**What you need to do**
Copy out all the lines exactly. Omit pictures.
Data records start
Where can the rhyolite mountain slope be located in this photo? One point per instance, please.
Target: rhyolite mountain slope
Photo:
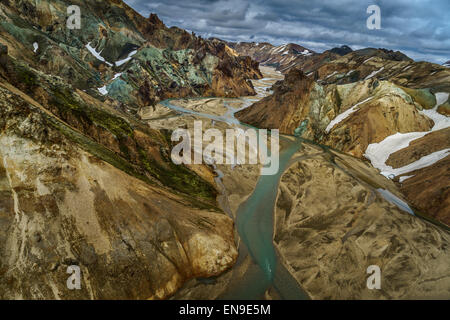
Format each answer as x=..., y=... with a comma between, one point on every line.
x=131, y=59
x=372, y=103
x=282, y=58
x=289, y=56
x=84, y=181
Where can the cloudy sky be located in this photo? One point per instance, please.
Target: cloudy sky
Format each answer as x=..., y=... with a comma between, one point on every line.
x=419, y=28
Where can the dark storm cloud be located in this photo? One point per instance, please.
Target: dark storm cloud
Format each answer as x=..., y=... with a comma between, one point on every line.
x=421, y=29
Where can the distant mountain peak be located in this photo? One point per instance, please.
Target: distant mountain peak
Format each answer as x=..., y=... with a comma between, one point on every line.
x=342, y=50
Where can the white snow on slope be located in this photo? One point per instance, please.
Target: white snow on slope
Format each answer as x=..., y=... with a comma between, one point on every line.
x=344, y=115
x=374, y=74
x=103, y=90
x=97, y=54
x=130, y=56
x=404, y=178
x=329, y=76
x=379, y=153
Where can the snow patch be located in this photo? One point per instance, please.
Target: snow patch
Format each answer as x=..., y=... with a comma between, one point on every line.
x=374, y=74
x=379, y=153
x=404, y=178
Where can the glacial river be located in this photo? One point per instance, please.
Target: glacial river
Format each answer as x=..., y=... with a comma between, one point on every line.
x=255, y=217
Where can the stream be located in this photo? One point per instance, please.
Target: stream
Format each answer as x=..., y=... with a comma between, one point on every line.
x=255, y=217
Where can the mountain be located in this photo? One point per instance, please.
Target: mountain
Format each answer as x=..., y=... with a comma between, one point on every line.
x=372, y=104
x=342, y=51
x=283, y=58
x=133, y=60
x=83, y=180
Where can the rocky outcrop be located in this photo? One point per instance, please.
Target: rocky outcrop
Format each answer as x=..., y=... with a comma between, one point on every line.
x=62, y=206
x=342, y=51
x=283, y=58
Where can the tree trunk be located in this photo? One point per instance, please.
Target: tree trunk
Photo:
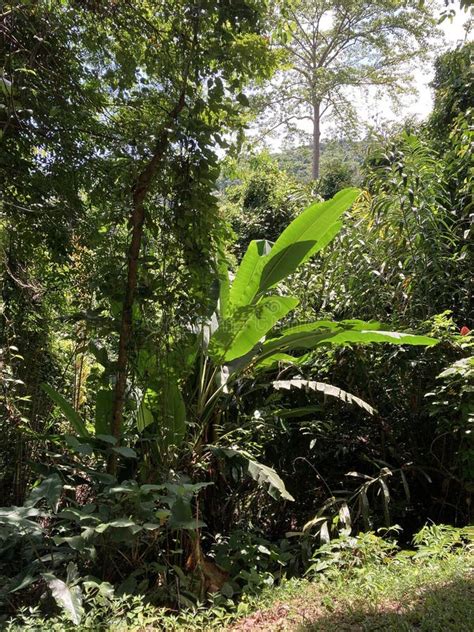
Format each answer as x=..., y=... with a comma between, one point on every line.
x=316, y=137
x=137, y=220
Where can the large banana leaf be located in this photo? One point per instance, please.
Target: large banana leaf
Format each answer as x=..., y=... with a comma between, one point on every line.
x=305, y=236
x=68, y=411
x=326, y=389
x=319, y=333
x=239, y=333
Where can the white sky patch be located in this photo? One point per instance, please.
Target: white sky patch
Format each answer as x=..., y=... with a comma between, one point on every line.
x=375, y=110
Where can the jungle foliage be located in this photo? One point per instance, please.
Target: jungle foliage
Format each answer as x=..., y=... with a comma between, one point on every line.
x=214, y=372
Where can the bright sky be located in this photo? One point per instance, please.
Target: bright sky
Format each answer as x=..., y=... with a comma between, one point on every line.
x=375, y=110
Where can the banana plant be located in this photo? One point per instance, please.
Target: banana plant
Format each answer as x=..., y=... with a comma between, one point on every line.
x=240, y=339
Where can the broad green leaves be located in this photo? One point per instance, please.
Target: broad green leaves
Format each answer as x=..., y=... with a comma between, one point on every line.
x=247, y=279
x=72, y=415
x=250, y=315
x=263, y=475
x=305, y=236
x=238, y=334
x=67, y=594
x=319, y=333
x=326, y=389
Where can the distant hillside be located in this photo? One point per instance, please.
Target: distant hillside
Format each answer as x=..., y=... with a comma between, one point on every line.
x=297, y=160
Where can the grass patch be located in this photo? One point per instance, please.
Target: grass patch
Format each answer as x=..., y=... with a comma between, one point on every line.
x=363, y=587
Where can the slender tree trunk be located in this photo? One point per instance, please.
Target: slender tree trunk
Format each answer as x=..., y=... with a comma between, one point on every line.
x=137, y=219
x=316, y=137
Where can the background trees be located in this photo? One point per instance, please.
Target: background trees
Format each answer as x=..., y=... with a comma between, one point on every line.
x=175, y=391
x=335, y=47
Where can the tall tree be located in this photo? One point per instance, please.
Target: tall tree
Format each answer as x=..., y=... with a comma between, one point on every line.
x=333, y=47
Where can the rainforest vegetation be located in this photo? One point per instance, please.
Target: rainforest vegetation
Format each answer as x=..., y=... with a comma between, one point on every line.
x=236, y=359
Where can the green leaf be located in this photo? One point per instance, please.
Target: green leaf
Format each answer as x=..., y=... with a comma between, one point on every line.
x=72, y=416
x=173, y=412
x=144, y=417
x=224, y=287
x=247, y=279
x=238, y=334
x=128, y=453
x=182, y=516
x=262, y=474
x=68, y=598
x=305, y=236
x=267, y=477
x=104, y=403
x=50, y=489
x=319, y=333
x=326, y=389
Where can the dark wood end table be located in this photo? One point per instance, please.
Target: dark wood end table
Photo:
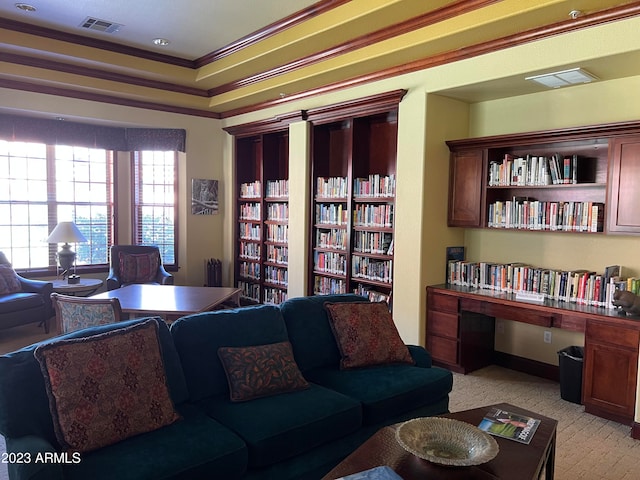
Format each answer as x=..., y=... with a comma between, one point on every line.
Data records end
**Result of the task**
Where can the rhyolite mountain slope be located in this photo? One point per instance, please.
Target: rhyolite mountain slope
Photo:
Format each answer as x=..., y=... with a comma between, one point on every line.
x=131, y=59
x=372, y=103
x=282, y=58
x=289, y=56
x=84, y=181
Where can the cloudy sky be located in this photo? One point per instance, please.
Target: cloudy sky
Format each answer as x=..., y=... with a comma between, one point on every line.
x=419, y=28
Where can the dark storm cloud be located in this photo? One point per instance, please.
Target: dark storm cloud
Format each answer as x=..., y=... with a comma between, one point on every line.
x=421, y=29
Where can the distant mountain peak be located in this photo? One point per instance, please.
Target: distant mountain peak
Format each answer as x=..., y=... with a comma between, one point on every line.
x=342, y=50
Where can the white snow on slope be located in this photo? One point per instance, please.
Target: white snow on slope
Format each answer as x=..., y=... with a comma between, one point on every line.
x=344, y=115
x=374, y=74
x=103, y=90
x=97, y=54
x=130, y=56
x=404, y=178
x=329, y=76
x=379, y=153
Where can the snow patch be located in this photo? One point per instance, please.
Target: snow patch
Format each answer as x=..., y=... with a comma between, one point on every line.
x=374, y=74
x=379, y=153
x=404, y=178
Where can the glacial river be located in this photo? One point per instance, please.
Target: glacial river
Format each answer as x=..., y=... with a comma between, one point on every line.
x=255, y=217
Where can the stream be located in this photo? One point per instance, please.
Target: stream
Format each answer as x=..., y=... with a comma between, one point on every line.
x=255, y=217
Where can the mountain be located in this photo? One point per instance, please.
Target: mountain
Format each answer as x=..., y=... with a comma between, one point on every line.
x=372, y=104
x=342, y=51
x=283, y=58
x=133, y=60
x=83, y=180
Where can the rocky outcrop be located in this photo? One point per instance, please.
Target: rocky outcrop
Format each answer as x=..., y=... with a comma between, one point on every line.
x=62, y=206
x=342, y=51
x=283, y=58
Where can the tree trunk be located in this photo? One point per instance, please.
Target: tree trunk
Photo:
Format each answer as x=..., y=... with a comma between, one point on every line.
x=316, y=137
x=137, y=220
Where can the large banana leaf be located in this photo? One point per instance, please.
Target: large banana leaf
Format each answer as x=..., y=... with a comma between, one point on every line.
x=305, y=236
x=68, y=411
x=326, y=389
x=319, y=333
x=239, y=333
Where can the white sky patch be located in this photo? One point per instance, please.
Target: white sky patch
Format each answer as x=..., y=... with a comma between, one point on every line.
x=375, y=110
Where can the jungle foliage be located in this photo? One point per instance, please.
Target: jungle foliage
Format each answer as x=..., y=... with a comma between, one point on every line.
x=214, y=372
Where can the bright sky be located in this photo? One point per instance, please.
Target: bright sky
Format each answer as x=..., y=... with a comma between, one point on every line.
x=375, y=110
Where can the banana plant be located in this photo? One point per instance, please.
Target: banana plant
Format each answer as x=..., y=... with a comma between, one point on every line.
x=240, y=339
Where can the broad green leaves be located in this photo? One point per instance, please.
Target: broad green leaves
Format each answer as x=..., y=... with a comma between, one point on every line.
x=247, y=279
x=72, y=415
x=250, y=315
x=263, y=475
x=305, y=236
x=238, y=334
x=67, y=594
x=319, y=333
x=326, y=389
Where can the distant hillside be located in this photo? One point per instance, please.
Target: distant hillside
Format each answer as x=..., y=... with a comma between, one point on every line.
x=297, y=160
Where can the grass patch be located in this photo? One point per instance, please.
Target: grass patch
Format each answer as x=..., y=... with a comma between, one point on every line.
x=363, y=587
Where can the slender tree trunk be located in this photo? One point per instance, please.
Target: slender tree trunk
Format each answer as x=..., y=... with a comma between, one point on every line.
x=137, y=219
x=316, y=137
Where can the background trees be located in this photo? One point per instance, please.
Target: background trees
Format each answer as x=..., y=... with a comma between, one point on every line.
x=175, y=391
x=335, y=47
Where can the tall tree be located in this photo? One point per instance, please.
Target: tall tree
Format each answer as x=..., y=... with a comma between, one point on every line.
x=333, y=47
Where can the rainforest vegetation be located in this photo? One point per instance, please.
Target: rainforest vegetation
Format each answer as x=..., y=... with a comma between, one point on every line.
x=236, y=359
Where can the green leaf be located in this photo? One point per instance, please.
Target: green leaf
Format each answer as x=..., y=... with a comma between, one point on every line.
x=72, y=416
x=173, y=412
x=144, y=417
x=224, y=287
x=247, y=279
x=238, y=334
x=128, y=453
x=182, y=516
x=262, y=474
x=68, y=598
x=305, y=236
x=267, y=477
x=104, y=403
x=50, y=489
x=319, y=333
x=326, y=389
Where can the dark wood end table be located in this photo? One point per instance, please.
Target: dark wood end table
Photo:
Format each answer as x=..., y=... with a comma between, one point on every line.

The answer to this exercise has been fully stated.